▶ **WORK TASK**: Write the next part of the text on histories of public healthcare, picking up after its final sentence.

▶ **SELECTED PASSAGE**:
▼▼▼

Questo documento ha una versione in italiano: Storie dell'assistenza sanitaria pubblica

Dieses Dokument gibt es auch in einer deutschen Version: Geschichte(n) des öffentlichen Gesundheitswesens

Histories of public healthcare

Around the world, the Covid-19 pandemic is forcing governments to face the question of healthcare as a universal right that should be publicly funded through general taxation and feely available to all.

On March 17th, 2020, The Spanish Ministry of Health has announced that the government is putting all private hospitals in the country under state control indefinitely, to combat the spread of COVID-19 infections. “For the duration of this crisis the State will take control of all private hospital facilities and manage all of the resources for the common benefit of all of our people,” Ireland’s Health Minister Simon Harris declared on 24th March. In the UK instead, the NHS will need to ‘to rent 8,000 private hospital beds for £2,400,000 per day’. South Africa Department of Health spokesperson Popo Maja said in an interview with Business Report that the government was not looking to nationalise private hospitals because of the epidemic.

In this context, this session puts together some stories of how the national health services came into existence in various countries and thanks to important social struggles. What becomes apparent again and again is the link between pirate care practices, social struggles and the creation of publicly-funded welfare provisions.

(If you wish to contribute to cover other countries/region, please get in touch - contacts in the intro page).

Italy: Servizio Sanitario Nazionale (SSN)

Italy is a major case of policy success in health. According to the 2017 OECD data, life expectancy at birth in Italy is 83.1 years, compared to the 80.9 years of the European Union average: but the total health expenditure per inhabitant is 2,483 euros, against 2,884 of the average EU (a 15% gap). It is a paradox worth probing that the European country with the longest life expectancy has achieved this result with reduced spending. ).

The pressure for creating a public health care system in 1978 was born from an unprecedented alliance between left political forces, advanced experiences renewing medical practice, radical health activism, struggles by trade unions, workers’ groups, student and feminist movements.

▲▲▲

(Source data)

▼▼▼

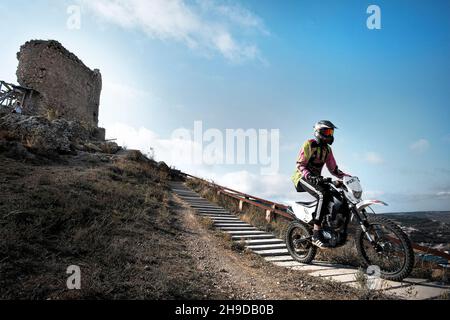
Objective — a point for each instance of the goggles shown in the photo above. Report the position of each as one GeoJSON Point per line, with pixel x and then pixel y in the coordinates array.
{"type": "Point", "coordinates": [327, 132]}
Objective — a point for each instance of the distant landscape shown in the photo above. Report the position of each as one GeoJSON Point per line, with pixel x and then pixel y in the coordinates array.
{"type": "Point", "coordinates": [429, 228]}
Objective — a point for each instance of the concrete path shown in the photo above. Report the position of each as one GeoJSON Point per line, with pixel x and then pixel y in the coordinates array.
{"type": "Point", "coordinates": [274, 250]}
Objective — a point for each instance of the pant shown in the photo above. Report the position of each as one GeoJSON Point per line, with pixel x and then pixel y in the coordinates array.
{"type": "Point", "coordinates": [322, 195]}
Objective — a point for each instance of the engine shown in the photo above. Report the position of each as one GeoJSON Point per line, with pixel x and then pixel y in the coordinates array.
{"type": "Point", "coordinates": [335, 228]}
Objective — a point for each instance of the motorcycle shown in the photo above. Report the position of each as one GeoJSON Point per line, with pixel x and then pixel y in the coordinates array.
{"type": "Point", "coordinates": [379, 241]}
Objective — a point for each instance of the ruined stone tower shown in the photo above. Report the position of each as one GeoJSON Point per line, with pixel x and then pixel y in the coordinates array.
{"type": "Point", "coordinates": [64, 85]}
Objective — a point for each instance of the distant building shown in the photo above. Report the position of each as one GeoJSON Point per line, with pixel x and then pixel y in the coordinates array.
{"type": "Point", "coordinates": [62, 84]}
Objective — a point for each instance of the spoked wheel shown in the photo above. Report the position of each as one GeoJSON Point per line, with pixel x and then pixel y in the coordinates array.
{"type": "Point", "coordinates": [298, 242]}
{"type": "Point", "coordinates": [392, 251]}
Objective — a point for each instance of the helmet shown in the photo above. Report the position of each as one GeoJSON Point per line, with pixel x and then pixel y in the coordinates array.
{"type": "Point", "coordinates": [324, 131]}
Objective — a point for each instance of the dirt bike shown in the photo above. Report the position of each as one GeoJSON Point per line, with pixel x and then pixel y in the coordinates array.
{"type": "Point", "coordinates": [379, 241]}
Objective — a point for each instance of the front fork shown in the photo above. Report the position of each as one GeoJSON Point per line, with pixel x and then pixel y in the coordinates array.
{"type": "Point", "coordinates": [364, 224]}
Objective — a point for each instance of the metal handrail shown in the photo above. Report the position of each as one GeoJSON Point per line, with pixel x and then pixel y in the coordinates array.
{"type": "Point", "coordinates": [272, 208]}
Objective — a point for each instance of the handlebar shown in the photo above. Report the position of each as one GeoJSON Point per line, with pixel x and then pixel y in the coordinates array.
{"type": "Point", "coordinates": [336, 183]}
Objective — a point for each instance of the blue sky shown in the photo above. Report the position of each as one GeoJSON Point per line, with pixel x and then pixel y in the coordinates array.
{"type": "Point", "coordinates": [269, 65]}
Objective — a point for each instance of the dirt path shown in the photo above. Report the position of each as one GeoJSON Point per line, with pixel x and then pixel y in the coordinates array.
{"type": "Point", "coordinates": [243, 275]}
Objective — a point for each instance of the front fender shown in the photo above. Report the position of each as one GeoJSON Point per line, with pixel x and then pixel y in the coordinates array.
{"type": "Point", "coordinates": [364, 204]}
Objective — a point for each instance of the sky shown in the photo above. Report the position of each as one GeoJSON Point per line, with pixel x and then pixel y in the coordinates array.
{"type": "Point", "coordinates": [266, 65]}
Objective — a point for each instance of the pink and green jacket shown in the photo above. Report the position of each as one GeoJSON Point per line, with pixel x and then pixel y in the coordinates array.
{"type": "Point", "coordinates": [313, 156]}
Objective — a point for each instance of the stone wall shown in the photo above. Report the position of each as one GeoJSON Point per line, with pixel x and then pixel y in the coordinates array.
{"type": "Point", "coordinates": [65, 87]}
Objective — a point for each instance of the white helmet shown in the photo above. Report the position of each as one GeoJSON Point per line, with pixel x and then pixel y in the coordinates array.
{"type": "Point", "coordinates": [324, 132]}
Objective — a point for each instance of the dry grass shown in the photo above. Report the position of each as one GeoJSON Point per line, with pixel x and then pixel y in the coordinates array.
{"type": "Point", "coordinates": [113, 220]}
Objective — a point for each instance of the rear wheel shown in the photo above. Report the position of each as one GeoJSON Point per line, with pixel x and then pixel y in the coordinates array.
{"type": "Point", "coordinates": [298, 242]}
{"type": "Point", "coordinates": [392, 251]}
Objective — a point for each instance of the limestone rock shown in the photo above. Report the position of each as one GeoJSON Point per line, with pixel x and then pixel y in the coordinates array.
{"type": "Point", "coordinates": [65, 87]}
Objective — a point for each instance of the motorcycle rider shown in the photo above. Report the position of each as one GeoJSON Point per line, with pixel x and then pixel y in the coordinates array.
{"type": "Point", "coordinates": [314, 154]}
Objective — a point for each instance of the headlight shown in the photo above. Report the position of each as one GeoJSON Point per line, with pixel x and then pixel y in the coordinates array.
{"type": "Point", "coordinates": [357, 194]}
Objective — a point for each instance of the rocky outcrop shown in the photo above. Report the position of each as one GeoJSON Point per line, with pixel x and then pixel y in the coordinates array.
{"type": "Point", "coordinates": [44, 137]}
{"type": "Point", "coordinates": [65, 87]}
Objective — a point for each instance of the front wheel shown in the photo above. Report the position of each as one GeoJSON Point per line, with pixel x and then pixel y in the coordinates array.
{"type": "Point", "coordinates": [298, 242]}
{"type": "Point", "coordinates": [391, 250]}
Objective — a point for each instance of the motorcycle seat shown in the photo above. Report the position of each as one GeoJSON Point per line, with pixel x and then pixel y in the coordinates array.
{"type": "Point", "coordinates": [308, 204]}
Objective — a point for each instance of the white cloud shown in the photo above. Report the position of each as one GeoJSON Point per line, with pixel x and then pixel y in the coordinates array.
{"type": "Point", "coordinates": [203, 25]}
{"type": "Point", "coordinates": [373, 158]}
{"type": "Point", "coordinates": [420, 146]}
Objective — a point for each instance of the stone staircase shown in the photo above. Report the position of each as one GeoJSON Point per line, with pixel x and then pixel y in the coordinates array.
{"type": "Point", "coordinates": [274, 250]}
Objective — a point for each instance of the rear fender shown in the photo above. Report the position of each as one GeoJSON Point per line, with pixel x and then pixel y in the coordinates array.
{"type": "Point", "coordinates": [366, 203]}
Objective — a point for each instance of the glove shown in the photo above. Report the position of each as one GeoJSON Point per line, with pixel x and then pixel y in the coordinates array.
{"type": "Point", "coordinates": [317, 180]}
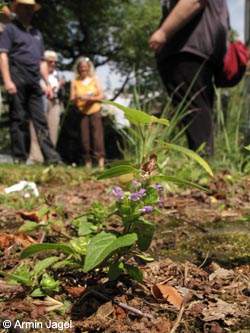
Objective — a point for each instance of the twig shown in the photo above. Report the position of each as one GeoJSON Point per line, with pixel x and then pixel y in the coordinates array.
{"type": "Point", "coordinates": [204, 261]}
{"type": "Point", "coordinates": [122, 305]}
{"type": "Point", "coordinates": [180, 314]}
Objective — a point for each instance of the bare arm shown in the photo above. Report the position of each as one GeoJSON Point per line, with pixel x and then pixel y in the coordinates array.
{"type": "Point", "coordinates": [99, 94]}
{"type": "Point", "coordinates": [5, 70]}
{"type": "Point", "coordinates": [182, 13]}
{"type": "Point", "coordinates": [45, 75]}
{"type": "Point", "coordinates": [72, 94]}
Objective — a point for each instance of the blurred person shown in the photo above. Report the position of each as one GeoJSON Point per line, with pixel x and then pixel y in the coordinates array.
{"type": "Point", "coordinates": [22, 65]}
{"type": "Point", "coordinates": [5, 15]}
{"type": "Point", "coordinates": [52, 107]}
{"type": "Point", "coordinates": [85, 94]}
{"type": "Point", "coordinates": [190, 44]}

▲▲▲

▶ **WRITTEN RESPONSE**:
The outcome – the 1978 reform – was a universal, public, free health service, offering a wide range of provision outside the market, largely modelled on the British NHS and reflecting the definition of health spelt out by the WHO in 1946.

Abandoning the tradition of a corporatist health system with its limited coverage of separate professional groups, Italy’s reform introduced a public and universal health service, financed through general taxation, freely available to all – not just to Italian citizens, but to all those living in the country.

In several areas – mental health, occupational health, women’s health, drug treatments - new knowledge on illness prevention, new practices of service delivery and innovative institutional arrangements emerged, with a strong emphasis on territorial services addressing together health and social needs.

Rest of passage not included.